*Exercise task*. Rewrite the records starting at the line containing "task: provide the segmentation of the **boat" and running through the end of the records, replacing "boat mast" with "mast" and leaving everything else unchanged. Omit the pictures from your answer.

(begin)

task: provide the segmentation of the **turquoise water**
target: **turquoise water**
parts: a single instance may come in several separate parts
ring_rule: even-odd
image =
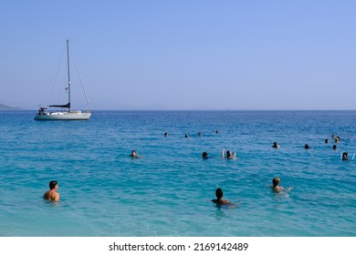
[[[356,160],[340,159],[356,153],[356,111],[34,116],[0,111],[0,236],[356,236]],[[271,192],[275,176],[292,190]],[[58,203],[42,199],[51,179]],[[216,188],[237,207],[213,204]]]

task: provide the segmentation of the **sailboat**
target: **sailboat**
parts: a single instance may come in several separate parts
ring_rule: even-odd
[[[35,119],[36,120],[89,120],[91,116],[91,110],[81,112],[80,110],[72,110],[70,107],[70,72],[69,72],[69,40],[67,40],[67,70],[68,70],[68,103],[65,105],[49,105],[47,107],[39,107]],[[85,90],[84,90],[85,92]],[[85,97],[89,105],[87,94]],[[62,108],[61,111],[49,111],[50,107]]]

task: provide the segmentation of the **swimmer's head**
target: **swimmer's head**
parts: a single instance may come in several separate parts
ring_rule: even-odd
[[[278,186],[280,182],[280,178],[278,177],[276,177],[275,178],[272,179],[273,187]]]
[[[221,189],[220,188],[216,189],[216,190],[215,190],[215,196],[216,196],[216,199],[217,199],[218,200],[220,200],[220,199],[223,198],[223,195],[224,195],[223,189]]]
[[[51,180],[49,181],[49,189],[53,189],[56,188],[56,185],[58,185],[58,182],[57,180]]]

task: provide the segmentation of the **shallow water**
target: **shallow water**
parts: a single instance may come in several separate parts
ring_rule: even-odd
[[[356,153],[356,111],[34,115],[0,111],[0,236],[356,235],[356,160],[340,159]],[[292,190],[272,192],[275,176]],[[58,203],[42,199],[51,179]],[[213,204],[216,188],[237,206]]]

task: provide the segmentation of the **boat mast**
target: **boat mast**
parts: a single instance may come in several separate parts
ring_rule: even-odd
[[[70,73],[69,73],[69,40],[67,40],[67,66],[68,66],[68,100],[70,111]]]

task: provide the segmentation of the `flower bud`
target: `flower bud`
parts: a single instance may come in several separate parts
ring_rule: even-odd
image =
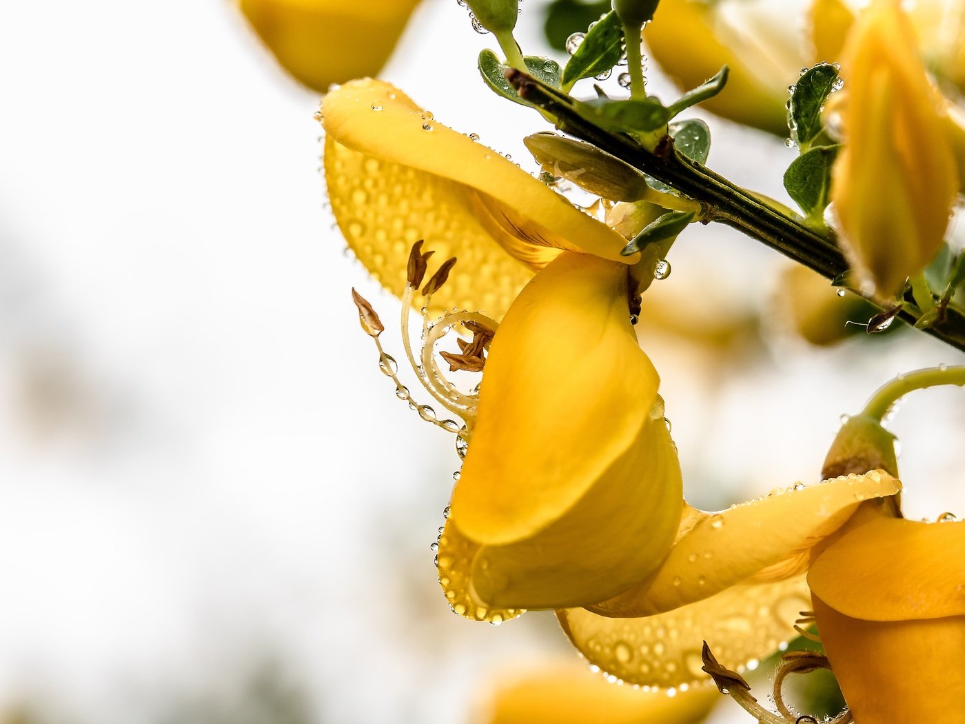
[[[958,192],[943,103],[896,2],[858,18],[844,53],[846,145],[831,197],[852,265],[883,296],[941,247]]]
[[[512,30],[519,16],[519,0],[466,0],[480,24],[493,33]]]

(end)

*Right answer*.
task: provide the segmentation of the **mast**
target: **mast**
parts: a single instance may come in several separate parts
ring_rule: even-odd
[[[70,73],[69,73],[69,40],[67,40],[67,66],[68,66],[68,100],[70,111]]]

task: provide the segmentation of the `flower bud`
target: `flower bud`
parts: a single instance may come in several separate parts
ring_rule: even-odd
image =
[[[958,192],[943,103],[896,2],[858,18],[844,53],[846,145],[831,197],[852,265],[883,296],[941,247]]]
[[[512,30],[519,16],[519,0],[466,0],[480,24],[493,33]]]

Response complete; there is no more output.